--- Extracted records ---
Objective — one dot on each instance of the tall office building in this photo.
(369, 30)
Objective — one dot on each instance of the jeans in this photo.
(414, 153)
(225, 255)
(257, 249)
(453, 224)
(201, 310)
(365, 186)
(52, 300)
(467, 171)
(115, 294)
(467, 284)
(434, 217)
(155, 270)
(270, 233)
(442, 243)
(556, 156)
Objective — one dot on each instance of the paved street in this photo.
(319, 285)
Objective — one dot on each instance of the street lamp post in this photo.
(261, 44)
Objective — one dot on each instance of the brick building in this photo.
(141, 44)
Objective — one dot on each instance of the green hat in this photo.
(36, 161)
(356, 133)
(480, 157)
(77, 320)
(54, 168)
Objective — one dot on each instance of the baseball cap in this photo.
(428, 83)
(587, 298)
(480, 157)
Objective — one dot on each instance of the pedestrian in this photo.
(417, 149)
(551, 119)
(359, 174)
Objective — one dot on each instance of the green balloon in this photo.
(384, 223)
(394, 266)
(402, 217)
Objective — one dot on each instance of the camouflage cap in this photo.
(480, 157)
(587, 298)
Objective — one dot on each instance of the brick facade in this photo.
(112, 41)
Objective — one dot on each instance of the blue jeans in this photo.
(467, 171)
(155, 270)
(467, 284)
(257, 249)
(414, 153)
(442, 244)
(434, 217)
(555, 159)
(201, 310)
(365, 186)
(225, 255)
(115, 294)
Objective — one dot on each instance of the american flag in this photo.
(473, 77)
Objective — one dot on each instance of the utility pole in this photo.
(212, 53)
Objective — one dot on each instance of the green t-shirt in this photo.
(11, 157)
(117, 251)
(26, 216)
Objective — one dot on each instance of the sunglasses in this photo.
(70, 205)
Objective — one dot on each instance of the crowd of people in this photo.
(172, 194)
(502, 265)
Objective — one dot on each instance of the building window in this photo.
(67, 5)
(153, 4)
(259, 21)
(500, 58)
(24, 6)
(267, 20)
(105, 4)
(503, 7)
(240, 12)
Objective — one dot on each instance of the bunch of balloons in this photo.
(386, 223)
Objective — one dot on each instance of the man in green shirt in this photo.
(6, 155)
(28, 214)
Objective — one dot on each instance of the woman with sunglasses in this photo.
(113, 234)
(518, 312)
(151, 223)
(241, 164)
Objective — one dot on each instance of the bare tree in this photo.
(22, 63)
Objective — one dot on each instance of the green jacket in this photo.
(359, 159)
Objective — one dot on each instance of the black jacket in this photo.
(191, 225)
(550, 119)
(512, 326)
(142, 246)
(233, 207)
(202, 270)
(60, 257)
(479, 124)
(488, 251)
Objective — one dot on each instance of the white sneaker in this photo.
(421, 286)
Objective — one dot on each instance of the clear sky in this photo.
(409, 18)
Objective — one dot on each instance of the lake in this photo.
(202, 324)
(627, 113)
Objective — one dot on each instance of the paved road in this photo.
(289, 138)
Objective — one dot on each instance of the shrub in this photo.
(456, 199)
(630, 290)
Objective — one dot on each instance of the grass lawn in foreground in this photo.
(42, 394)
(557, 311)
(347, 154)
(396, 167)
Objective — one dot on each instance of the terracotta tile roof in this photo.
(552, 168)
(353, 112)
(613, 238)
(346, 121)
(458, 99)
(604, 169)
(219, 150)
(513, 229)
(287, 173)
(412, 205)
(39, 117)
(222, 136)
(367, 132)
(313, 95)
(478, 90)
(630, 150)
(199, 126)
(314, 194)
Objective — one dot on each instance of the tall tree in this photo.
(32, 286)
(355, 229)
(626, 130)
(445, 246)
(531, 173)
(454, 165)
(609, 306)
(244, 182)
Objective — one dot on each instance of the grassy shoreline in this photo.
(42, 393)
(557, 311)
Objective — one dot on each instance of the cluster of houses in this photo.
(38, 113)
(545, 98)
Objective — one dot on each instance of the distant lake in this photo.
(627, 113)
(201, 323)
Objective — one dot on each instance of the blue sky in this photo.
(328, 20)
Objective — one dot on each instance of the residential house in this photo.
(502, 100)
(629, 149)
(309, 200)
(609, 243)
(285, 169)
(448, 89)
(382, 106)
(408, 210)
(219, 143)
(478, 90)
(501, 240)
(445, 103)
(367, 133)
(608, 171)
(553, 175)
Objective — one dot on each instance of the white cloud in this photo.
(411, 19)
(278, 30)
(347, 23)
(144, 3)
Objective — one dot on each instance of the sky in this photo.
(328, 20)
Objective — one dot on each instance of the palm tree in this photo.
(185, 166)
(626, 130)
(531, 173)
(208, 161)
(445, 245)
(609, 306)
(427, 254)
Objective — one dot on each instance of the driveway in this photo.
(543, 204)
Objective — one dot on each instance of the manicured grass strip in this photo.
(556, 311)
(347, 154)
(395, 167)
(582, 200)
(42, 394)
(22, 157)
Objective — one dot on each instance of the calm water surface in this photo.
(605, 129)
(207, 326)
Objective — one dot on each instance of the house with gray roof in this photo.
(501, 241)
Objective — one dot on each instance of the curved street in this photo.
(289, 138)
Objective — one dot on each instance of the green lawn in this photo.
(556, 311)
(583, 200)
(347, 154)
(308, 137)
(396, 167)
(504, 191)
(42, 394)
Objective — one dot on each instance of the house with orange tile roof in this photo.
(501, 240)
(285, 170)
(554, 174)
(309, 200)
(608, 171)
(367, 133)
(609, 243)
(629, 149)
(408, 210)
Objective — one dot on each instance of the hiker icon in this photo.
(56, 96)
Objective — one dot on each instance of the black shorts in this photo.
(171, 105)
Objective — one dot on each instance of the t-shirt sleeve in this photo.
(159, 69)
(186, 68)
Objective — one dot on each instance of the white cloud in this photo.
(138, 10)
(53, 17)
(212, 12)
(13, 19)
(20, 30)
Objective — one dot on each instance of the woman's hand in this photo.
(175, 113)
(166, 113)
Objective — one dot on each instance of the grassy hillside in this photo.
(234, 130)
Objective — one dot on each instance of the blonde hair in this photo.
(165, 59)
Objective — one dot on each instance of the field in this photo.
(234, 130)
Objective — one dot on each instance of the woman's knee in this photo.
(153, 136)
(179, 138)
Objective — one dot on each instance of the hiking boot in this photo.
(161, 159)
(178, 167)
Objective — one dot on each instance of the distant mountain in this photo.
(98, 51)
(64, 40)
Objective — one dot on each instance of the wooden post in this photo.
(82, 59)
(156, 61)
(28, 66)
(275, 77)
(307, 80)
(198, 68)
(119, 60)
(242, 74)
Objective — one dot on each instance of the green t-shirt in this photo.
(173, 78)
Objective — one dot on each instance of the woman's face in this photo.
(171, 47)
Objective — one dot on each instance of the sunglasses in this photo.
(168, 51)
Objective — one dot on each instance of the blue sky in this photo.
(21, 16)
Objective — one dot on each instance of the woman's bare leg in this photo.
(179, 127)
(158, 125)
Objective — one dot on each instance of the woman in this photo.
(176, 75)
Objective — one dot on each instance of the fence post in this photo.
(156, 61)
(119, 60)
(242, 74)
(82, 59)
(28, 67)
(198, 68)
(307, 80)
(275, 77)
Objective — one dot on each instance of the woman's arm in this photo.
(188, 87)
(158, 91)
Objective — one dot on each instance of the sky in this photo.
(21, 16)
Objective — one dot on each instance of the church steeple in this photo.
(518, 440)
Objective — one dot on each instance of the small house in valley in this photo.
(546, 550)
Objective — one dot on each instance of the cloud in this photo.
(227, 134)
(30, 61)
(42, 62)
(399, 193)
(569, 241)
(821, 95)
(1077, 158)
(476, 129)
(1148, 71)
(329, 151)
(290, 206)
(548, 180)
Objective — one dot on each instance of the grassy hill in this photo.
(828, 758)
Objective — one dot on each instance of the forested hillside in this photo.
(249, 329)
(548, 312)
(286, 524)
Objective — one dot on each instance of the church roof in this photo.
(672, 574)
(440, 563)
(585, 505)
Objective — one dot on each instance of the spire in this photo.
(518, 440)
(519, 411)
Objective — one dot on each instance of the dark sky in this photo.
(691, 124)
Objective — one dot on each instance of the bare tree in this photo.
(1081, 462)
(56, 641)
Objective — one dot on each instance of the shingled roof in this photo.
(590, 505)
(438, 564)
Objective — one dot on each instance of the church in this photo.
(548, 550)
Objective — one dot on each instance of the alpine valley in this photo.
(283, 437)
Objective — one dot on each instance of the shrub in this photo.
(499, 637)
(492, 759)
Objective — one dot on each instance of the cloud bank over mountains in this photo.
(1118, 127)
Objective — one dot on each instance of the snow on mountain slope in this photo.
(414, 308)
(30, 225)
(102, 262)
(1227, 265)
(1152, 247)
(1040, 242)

--- Task prompt ---
The response should consist only of the lines from the one containing "Objective — one dot on each instance of the church in" to the end of the material above, both included.

--- Exercise output ---
Objective — one dot on each instance of the church in this photo.
(548, 550)
Objective — one dot on each instance of the alpine valley in this photo.
(283, 437)
Objective — one dot on each instance of the shrub in this photo.
(499, 637)
(492, 759)
Objective — one dot on each instance of the cloud bank over mountains in this photo.
(1118, 127)
Objective — one dot on each instance of the snow on mountain slope in this photo.
(414, 308)
(30, 225)
(102, 262)
(1227, 265)
(1152, 247)
(1040, 242)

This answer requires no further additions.